==== INPUT

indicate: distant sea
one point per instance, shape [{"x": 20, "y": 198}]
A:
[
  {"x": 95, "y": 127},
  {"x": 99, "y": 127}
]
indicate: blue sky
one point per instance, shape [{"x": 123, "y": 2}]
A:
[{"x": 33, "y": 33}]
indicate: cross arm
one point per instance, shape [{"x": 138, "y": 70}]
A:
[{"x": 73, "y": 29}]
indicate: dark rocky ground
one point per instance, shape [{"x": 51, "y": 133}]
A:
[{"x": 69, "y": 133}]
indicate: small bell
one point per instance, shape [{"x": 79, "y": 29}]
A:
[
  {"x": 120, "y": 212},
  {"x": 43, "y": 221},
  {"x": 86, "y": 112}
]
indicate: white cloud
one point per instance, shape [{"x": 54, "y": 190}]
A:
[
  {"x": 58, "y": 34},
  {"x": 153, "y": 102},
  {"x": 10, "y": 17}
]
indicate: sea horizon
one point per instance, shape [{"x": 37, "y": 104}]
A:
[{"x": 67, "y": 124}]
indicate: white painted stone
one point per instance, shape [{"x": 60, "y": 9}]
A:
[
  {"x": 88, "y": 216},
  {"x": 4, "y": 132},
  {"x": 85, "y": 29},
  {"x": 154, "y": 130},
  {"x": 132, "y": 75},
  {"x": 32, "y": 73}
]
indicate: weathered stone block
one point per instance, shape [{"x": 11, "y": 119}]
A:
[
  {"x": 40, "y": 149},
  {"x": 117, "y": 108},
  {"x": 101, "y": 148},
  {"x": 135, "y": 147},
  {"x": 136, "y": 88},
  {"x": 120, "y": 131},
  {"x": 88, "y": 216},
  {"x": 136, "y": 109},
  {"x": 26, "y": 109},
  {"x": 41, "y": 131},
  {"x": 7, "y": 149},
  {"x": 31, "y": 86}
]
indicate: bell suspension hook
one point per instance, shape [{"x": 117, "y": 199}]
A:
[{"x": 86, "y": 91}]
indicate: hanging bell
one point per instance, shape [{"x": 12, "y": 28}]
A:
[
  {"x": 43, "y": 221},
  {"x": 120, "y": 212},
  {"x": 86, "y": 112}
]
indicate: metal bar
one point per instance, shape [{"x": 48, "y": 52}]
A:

========

● YOUR INSTRUCTIONS: Lines containing the string "bell" are the ones to copy from the entries above.

● ANSWER FOR THIS EXERCISE:
indicate: small bell
indicate: bell suspension hook
indicate: hanging bell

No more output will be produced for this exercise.